Actually, the line that gets to me is not these, but this, "Many of the studies that have been funded I would not have funded because they seem irrational and foolish -- studies on distant healing by prayer and energy healing, studies that are based on precepts and ideas that are contrary to what is known in terms of human physiology and disease."

Are these the words of a skeptic? A conservative conventional medicine doc? No -- they come to us from Barrie Cassileth, integrative medicine chief at Memorial Sloan-Kettering Cancer Center in New York.

Doing studies based on precepts and ideas that are contrary to what is known is exactly what scientific exploration and discovery is all about. When germ theory was originally proposed, it was considered irrational. The existence of prions, the agents that are now known to cause mad cow disease, were once thought to be physiologically impossible. Examples abound.

In my line of work, I often hear scientists designate certain topics or areas of interest as inherently "unscientific." My response is that there are no "unscientific" topics, only unscientific methods.

What I do agree with is that much research funding has been spent, perhaps wasted, on poorly designed studies, or those in which even successful achievement of the aims would have marginal significance for improving understanding, reducing suffering, or improving health -- both in and out of the complementary and alternative medicine domain.

But, my primary critique of the portfolio of government funding for complementary and alternative medicine and mind-body therapies is that the focus has almost exclusively been on forcing what are most often holistic, individualized treatments into a pharmaceutical research paradigm which requires randomization, blinding, placebo controls, standardization of treatment and dose, extraction of active ingredients, etc. and most results are based on averages and overall effects. This is not by any means to say there should not be randomized controlled trials to assess the efficacy of interventions -- there should be. But it is very likely that many methods other than RCTs should be used to assess the effectiveness of complementary and mind-body approaches to health and well-being -- and the portfolio historically has been dominated by an almost obsessive focus on RCTs with interventions like herbs and other supplements, acupuncture and spinal manipulation, all treated as though they were new "drugs" being developed.

More complex treatments are likely going to be needed for more complex illnesses. We need to work on our spirit of innovation, adventure, and discovery and to use an overused phrase, start thinking outside of the box about how to find out if, why, and how these more complex treatments work for some people, sometimes, and others work for other people at other times. And those of us who study mind-body and complementary approaches need to step up our own creativity and discipline so that we meet acceptable standards of scientific conduct, while also developing innovative ways to study topics that don't lend themselves particularly well to the current state of our scientific evolution.

● CHECK YOUR UNDERSTANDING:
[1] Reproduce the part of the essay on complementary medicine research starting with "Are these the" and going on through "only unscientific methods.".
[2] What position does Barrie Cassileth hold, according to the essay on complementary medicine research?
[3] List each requirement of the pharmaceutical research paradigm that the essay on complementary medicine research names.
The items after this have nothing to do with the essay on complementary medicine research.

● PROVIDED DATA:
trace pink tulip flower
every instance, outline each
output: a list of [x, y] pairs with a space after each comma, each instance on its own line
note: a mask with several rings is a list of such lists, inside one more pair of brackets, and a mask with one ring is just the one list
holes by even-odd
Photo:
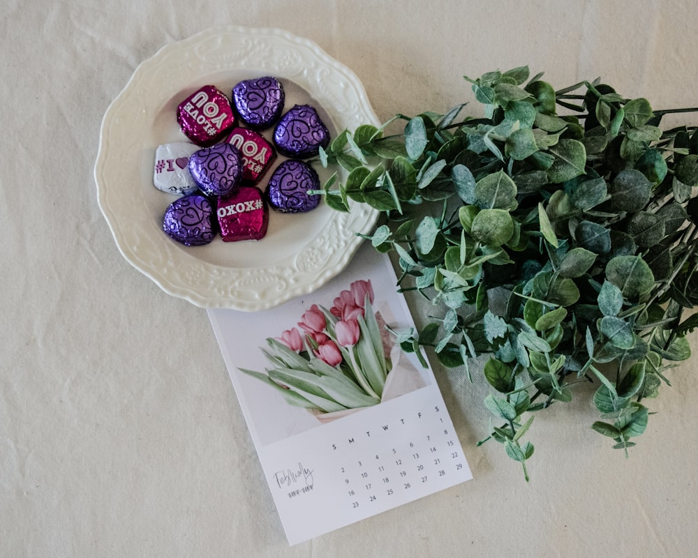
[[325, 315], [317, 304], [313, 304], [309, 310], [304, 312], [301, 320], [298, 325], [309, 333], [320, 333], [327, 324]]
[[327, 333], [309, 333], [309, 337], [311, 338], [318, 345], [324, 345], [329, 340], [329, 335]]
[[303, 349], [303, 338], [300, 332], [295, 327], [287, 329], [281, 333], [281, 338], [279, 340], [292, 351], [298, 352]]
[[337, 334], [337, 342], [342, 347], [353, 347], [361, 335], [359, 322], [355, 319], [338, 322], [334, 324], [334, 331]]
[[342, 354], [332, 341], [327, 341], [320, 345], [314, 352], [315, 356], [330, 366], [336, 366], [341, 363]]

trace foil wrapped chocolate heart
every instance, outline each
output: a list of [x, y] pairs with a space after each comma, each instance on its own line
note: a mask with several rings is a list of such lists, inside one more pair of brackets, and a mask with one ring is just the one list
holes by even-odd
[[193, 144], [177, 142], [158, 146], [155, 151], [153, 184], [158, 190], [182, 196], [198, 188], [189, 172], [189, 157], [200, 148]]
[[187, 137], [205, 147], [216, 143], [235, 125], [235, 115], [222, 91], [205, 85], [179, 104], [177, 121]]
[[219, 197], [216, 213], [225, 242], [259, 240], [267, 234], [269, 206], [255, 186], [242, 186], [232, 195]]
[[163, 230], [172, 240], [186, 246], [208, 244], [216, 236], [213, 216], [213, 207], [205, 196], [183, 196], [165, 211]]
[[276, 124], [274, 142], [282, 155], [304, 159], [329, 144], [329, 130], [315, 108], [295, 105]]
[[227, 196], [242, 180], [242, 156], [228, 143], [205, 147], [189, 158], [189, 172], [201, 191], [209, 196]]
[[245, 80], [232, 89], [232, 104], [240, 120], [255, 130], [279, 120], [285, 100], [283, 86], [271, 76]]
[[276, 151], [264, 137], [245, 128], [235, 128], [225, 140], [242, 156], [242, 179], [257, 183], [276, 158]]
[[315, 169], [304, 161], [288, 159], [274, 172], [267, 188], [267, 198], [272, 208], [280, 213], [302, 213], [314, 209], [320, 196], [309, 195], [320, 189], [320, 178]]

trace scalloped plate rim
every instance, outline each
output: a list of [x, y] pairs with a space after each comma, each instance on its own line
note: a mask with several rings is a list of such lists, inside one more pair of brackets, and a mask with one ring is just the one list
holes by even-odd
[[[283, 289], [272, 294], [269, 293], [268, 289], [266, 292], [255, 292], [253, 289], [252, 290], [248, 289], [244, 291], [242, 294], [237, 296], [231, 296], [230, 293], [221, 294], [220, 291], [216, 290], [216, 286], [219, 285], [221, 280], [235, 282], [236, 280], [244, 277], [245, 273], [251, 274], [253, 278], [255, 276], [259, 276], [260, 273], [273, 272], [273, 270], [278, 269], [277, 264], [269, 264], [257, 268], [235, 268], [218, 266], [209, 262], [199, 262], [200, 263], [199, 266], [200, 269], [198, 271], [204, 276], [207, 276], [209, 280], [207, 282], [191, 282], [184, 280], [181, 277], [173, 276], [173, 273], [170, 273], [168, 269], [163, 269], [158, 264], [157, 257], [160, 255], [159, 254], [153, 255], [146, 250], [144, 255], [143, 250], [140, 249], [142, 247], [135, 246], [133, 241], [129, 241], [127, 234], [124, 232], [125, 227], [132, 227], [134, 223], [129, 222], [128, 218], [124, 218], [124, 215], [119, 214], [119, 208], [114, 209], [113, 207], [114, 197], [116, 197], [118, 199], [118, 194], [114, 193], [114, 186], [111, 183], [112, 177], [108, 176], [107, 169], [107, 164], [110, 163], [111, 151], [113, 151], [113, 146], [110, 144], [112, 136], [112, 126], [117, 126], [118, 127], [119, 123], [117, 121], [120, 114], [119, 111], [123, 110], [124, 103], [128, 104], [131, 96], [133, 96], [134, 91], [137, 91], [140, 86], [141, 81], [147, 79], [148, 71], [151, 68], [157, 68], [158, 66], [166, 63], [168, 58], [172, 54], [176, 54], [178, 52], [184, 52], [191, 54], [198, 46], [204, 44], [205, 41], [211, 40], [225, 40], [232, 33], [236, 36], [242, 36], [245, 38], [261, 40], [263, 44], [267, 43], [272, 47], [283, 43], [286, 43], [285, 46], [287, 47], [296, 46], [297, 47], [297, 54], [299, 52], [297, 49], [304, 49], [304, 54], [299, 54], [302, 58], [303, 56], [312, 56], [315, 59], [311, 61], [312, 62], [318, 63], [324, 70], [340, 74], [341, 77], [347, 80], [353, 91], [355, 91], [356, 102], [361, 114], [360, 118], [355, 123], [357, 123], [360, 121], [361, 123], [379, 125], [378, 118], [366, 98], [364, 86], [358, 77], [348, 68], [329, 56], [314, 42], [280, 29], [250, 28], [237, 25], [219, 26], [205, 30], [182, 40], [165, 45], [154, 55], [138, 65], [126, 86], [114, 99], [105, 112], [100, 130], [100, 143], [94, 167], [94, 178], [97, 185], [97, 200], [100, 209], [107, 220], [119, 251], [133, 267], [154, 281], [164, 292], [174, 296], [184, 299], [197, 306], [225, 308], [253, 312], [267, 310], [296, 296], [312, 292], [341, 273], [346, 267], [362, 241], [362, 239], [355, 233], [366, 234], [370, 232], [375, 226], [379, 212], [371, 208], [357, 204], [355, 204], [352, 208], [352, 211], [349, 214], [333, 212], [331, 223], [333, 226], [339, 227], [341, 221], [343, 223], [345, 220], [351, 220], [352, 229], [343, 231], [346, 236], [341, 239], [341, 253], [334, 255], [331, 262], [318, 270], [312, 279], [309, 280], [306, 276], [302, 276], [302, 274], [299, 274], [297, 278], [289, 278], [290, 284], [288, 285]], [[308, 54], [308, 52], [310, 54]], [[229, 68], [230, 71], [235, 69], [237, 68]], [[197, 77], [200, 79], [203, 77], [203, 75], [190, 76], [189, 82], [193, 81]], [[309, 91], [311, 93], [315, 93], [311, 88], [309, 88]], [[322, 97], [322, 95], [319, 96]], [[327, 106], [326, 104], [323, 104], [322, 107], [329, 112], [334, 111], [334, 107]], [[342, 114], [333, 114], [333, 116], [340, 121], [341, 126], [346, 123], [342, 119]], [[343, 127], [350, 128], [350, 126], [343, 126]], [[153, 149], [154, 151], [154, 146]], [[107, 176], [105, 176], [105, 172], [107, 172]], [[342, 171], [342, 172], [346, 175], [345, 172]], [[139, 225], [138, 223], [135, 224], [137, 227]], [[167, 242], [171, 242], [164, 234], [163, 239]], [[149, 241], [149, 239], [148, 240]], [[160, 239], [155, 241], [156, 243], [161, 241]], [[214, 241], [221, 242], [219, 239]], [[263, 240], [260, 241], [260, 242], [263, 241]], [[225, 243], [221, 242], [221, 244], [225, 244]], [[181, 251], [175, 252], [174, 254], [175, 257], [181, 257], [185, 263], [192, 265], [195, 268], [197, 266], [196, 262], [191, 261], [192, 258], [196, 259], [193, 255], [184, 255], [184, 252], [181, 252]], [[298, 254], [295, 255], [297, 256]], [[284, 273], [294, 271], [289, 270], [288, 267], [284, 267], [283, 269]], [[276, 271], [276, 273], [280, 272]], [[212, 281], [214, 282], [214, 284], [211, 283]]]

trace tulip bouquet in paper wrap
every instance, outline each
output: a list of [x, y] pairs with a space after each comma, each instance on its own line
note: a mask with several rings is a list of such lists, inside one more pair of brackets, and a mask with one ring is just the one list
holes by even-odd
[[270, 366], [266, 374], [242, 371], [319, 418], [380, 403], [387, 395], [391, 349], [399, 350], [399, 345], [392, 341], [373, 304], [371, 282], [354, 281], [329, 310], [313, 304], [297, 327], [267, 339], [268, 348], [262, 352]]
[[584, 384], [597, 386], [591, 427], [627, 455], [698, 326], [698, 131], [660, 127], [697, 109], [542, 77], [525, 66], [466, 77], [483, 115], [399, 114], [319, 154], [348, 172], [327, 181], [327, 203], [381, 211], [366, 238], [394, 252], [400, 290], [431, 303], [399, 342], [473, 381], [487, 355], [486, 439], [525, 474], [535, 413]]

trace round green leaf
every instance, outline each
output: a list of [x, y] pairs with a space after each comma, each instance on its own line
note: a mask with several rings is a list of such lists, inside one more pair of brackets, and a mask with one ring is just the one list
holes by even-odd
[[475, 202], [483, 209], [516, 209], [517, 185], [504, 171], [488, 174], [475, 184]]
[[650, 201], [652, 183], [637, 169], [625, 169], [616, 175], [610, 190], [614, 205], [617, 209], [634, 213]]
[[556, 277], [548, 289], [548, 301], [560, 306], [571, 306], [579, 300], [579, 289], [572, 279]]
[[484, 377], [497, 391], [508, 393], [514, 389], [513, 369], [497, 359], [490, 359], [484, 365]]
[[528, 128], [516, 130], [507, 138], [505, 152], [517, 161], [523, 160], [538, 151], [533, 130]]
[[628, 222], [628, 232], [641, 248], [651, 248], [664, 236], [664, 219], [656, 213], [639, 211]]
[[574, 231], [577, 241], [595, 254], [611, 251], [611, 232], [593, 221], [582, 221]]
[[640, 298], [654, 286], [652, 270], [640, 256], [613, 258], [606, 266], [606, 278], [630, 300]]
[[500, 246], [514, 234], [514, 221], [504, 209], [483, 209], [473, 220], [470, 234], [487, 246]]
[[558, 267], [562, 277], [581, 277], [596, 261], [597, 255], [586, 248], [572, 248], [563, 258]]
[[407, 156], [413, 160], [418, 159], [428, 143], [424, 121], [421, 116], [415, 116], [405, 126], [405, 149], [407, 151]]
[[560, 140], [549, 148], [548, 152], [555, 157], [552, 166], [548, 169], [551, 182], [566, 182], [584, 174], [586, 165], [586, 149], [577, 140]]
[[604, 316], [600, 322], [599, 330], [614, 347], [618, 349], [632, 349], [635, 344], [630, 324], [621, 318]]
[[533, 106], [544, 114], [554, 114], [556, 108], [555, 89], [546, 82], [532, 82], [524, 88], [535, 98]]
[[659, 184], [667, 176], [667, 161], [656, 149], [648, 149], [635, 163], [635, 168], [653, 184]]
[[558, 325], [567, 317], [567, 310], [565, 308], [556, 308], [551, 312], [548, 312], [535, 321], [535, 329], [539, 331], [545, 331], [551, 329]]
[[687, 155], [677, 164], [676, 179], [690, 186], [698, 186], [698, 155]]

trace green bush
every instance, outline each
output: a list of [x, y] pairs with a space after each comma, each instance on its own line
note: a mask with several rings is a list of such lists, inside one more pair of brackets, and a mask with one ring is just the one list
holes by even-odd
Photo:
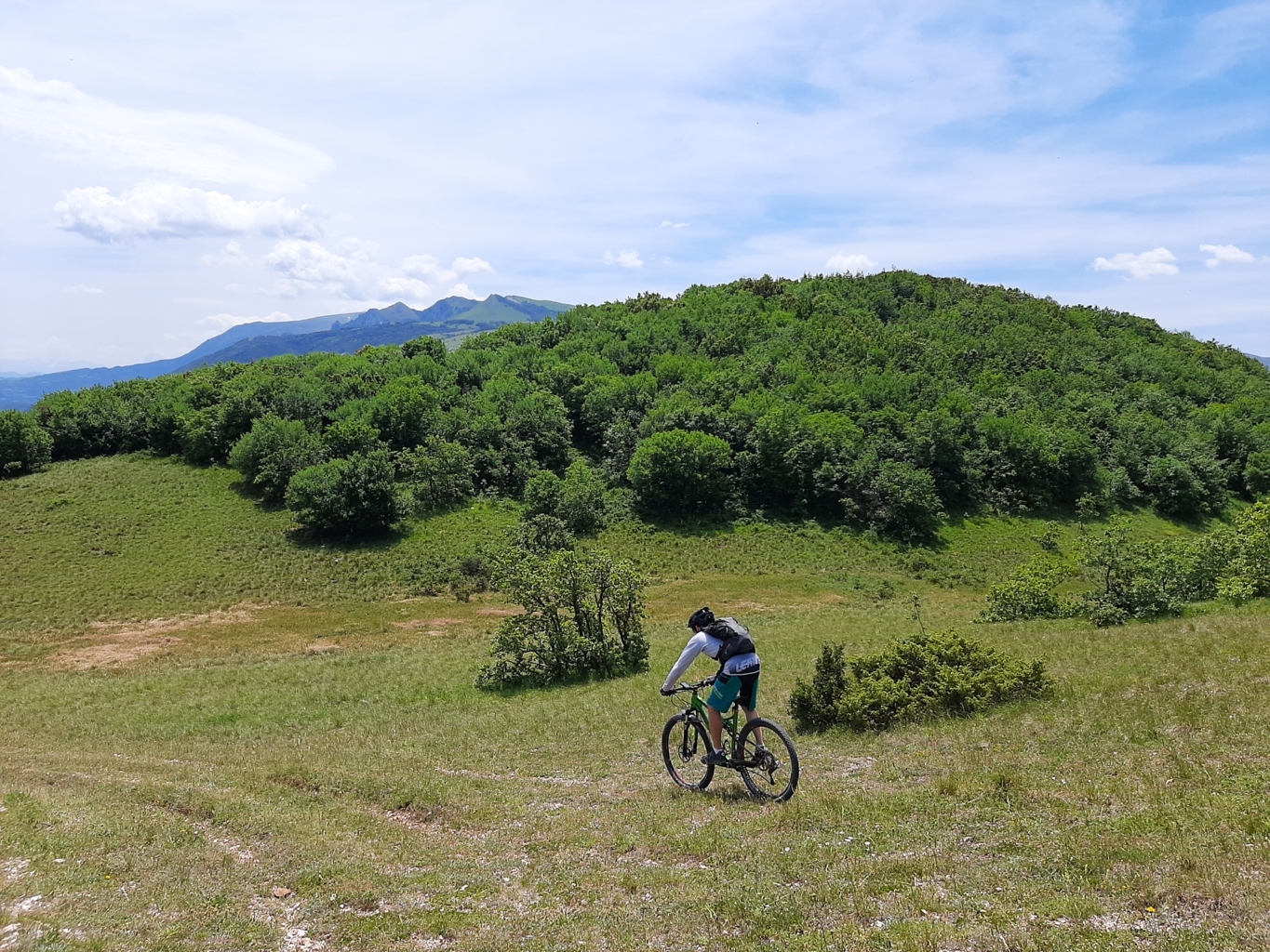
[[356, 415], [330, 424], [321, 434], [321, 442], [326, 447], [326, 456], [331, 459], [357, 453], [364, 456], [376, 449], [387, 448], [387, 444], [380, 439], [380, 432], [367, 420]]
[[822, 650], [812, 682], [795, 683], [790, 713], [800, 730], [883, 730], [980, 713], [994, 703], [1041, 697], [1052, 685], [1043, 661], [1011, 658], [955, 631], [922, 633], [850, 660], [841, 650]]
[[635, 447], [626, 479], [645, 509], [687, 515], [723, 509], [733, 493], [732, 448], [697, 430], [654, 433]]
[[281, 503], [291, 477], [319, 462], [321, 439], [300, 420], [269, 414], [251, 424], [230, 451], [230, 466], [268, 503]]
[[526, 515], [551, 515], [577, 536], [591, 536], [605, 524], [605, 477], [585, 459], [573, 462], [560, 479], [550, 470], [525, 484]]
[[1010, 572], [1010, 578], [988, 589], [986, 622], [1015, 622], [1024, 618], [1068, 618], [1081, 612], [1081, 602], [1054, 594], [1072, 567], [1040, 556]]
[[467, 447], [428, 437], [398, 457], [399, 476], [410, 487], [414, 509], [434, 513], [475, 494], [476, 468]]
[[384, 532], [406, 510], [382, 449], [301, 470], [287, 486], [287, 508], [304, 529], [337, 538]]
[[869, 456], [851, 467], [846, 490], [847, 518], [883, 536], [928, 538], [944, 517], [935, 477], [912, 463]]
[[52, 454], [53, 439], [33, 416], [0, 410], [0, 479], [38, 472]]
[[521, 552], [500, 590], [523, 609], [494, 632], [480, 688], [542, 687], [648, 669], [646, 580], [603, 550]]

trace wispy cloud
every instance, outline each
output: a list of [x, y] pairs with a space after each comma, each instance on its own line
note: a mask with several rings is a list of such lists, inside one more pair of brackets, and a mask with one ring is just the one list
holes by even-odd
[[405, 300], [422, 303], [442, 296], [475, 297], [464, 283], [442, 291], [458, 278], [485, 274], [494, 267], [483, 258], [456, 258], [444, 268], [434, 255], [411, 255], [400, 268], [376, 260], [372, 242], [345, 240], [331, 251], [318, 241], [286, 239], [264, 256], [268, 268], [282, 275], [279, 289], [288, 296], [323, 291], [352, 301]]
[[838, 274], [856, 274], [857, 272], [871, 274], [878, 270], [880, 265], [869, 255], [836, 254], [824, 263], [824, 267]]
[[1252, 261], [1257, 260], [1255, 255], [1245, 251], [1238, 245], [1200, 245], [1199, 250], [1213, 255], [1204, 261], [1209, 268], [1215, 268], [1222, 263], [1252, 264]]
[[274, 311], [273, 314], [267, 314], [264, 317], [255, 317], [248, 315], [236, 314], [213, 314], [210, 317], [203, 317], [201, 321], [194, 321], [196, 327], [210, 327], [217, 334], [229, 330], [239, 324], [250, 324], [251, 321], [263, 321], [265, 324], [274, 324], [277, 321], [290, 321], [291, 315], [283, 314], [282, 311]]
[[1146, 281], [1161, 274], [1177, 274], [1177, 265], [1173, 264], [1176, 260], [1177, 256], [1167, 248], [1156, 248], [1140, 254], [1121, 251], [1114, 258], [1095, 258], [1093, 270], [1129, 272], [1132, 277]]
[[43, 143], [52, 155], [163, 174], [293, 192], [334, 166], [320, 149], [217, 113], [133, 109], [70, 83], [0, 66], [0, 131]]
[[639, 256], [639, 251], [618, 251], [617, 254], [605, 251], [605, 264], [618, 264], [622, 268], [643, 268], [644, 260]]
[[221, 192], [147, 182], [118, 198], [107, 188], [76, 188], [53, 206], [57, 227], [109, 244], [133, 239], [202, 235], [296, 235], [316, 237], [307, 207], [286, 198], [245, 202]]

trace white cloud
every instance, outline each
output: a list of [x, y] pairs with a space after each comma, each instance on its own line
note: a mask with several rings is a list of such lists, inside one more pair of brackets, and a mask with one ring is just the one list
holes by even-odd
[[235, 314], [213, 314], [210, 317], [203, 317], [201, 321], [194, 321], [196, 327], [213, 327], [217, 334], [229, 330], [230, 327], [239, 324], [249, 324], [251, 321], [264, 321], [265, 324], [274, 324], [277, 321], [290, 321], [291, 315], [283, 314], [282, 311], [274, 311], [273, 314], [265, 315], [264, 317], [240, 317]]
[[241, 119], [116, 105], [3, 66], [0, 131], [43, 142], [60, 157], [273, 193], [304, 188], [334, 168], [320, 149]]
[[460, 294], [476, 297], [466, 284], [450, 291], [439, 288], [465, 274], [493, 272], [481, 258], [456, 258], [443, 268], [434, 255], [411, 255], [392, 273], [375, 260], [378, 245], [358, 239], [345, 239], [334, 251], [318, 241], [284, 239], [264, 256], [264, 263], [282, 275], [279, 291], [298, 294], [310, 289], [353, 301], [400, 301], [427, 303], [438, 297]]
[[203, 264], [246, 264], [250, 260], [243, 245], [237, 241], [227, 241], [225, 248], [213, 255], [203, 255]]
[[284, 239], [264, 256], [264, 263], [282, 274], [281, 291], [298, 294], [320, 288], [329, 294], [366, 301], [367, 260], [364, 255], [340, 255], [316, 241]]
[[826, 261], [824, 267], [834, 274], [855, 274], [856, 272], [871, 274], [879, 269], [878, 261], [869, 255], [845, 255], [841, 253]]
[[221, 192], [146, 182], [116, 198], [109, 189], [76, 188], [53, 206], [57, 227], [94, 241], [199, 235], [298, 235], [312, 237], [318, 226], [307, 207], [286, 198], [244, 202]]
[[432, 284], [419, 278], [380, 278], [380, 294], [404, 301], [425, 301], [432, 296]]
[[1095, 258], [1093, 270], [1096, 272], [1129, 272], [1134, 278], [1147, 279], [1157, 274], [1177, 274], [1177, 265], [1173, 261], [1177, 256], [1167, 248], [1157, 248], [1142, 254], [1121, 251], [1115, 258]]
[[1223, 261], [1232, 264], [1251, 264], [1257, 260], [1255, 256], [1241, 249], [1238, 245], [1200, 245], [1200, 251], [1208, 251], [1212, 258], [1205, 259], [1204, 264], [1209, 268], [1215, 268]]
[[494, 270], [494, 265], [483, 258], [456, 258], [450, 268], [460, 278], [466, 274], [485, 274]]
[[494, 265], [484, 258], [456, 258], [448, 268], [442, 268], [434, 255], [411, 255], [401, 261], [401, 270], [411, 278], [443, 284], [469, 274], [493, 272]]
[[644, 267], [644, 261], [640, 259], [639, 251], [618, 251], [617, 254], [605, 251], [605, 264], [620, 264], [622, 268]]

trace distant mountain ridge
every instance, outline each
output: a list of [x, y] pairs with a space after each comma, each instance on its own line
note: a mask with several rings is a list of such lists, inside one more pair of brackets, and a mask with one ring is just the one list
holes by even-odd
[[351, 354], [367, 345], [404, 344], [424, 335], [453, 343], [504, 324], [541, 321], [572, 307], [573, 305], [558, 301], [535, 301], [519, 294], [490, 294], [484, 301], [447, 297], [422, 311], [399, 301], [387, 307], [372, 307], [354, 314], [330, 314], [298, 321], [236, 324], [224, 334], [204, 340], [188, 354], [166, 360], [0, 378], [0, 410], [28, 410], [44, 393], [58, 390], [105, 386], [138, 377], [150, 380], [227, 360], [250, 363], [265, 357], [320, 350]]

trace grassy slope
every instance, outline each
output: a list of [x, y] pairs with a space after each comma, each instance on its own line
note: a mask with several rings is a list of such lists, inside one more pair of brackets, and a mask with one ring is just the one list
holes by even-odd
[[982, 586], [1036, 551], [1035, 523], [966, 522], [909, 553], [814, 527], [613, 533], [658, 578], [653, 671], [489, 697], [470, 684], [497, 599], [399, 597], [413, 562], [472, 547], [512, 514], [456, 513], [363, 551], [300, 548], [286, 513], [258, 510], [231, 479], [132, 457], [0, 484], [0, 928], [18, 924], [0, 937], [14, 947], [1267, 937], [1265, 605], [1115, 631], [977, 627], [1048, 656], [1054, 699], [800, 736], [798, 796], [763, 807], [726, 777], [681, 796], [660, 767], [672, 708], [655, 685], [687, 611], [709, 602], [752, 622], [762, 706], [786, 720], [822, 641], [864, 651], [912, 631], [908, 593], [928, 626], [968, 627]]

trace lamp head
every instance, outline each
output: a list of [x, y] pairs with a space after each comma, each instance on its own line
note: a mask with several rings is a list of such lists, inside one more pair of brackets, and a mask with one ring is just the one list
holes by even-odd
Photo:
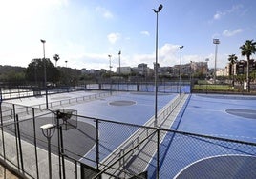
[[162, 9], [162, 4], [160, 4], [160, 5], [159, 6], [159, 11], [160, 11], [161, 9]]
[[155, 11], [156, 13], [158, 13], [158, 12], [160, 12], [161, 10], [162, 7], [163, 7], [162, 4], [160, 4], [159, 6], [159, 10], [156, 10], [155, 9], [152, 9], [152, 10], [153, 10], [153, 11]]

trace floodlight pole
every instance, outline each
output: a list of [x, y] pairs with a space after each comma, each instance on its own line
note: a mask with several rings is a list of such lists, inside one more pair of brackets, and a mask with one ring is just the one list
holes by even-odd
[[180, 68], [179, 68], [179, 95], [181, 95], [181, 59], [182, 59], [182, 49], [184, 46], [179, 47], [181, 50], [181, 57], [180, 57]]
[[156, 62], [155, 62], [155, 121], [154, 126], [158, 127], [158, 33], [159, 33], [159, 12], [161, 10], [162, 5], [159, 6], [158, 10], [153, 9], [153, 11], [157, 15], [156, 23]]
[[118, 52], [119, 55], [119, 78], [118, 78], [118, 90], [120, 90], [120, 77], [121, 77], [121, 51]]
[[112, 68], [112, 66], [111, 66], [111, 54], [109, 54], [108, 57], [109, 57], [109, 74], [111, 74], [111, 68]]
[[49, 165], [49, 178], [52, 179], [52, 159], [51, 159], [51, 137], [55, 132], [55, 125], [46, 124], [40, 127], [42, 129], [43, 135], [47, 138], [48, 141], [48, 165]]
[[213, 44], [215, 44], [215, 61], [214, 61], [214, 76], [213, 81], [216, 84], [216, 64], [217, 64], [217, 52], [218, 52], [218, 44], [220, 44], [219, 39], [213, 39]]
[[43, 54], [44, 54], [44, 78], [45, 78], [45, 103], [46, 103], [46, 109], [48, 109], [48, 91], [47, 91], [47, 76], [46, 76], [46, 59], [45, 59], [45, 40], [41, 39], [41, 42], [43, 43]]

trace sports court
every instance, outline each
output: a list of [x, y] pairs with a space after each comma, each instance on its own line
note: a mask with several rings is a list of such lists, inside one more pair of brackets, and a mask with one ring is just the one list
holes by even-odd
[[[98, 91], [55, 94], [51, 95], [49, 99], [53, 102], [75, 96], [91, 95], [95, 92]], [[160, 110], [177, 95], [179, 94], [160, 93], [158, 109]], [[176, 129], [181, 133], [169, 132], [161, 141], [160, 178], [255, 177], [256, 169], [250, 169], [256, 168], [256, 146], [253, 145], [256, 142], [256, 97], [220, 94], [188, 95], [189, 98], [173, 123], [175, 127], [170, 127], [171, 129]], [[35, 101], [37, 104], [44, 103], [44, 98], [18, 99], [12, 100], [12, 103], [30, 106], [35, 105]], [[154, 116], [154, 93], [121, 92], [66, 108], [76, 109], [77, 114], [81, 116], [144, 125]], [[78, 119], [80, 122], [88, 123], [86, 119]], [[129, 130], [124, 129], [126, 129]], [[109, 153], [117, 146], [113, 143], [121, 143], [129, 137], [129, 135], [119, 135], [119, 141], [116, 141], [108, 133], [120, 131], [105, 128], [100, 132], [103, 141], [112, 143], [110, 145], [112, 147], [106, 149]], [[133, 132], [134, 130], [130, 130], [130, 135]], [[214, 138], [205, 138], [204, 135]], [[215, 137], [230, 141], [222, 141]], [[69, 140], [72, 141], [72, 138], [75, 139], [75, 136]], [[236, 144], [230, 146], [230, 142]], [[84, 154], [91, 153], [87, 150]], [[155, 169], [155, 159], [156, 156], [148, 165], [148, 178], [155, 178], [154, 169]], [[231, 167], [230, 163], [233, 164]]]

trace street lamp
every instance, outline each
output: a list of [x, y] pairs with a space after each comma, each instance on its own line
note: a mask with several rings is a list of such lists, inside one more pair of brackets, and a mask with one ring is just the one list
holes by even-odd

● SOLUTIONS TO THE EXERCISE:
[1]
Are these the words of a skeptic? A conservative conventional medicine doc? No -- they come to us from Barrie Cassileth, integrative medicine chief at Memorial Sloan-Kettering Cancer Center in New York.

Doing studies based on precepts and ideas that are contrary to what is known is exactly what scientific exploration and discovery is all about. When germ theory was originally proposed, it was considered irrational. The existence of prions, the agents that are now known to cause mad cow disease, were once thought to be physiologically impossible. Examples abound.

In my line of work, I often hear scientists designate certain topics or areas of interest as inherently "unscientific." My response is that there are no "unscientific" topics, only unscientific methods.

[2] Integrative medicine chief at Memorial Sloan-Kettering Cancer Center in New York

[3]
Randomization
Blinding
Placebo controls
Standardization of treatment and dose
Extraction of active ingredients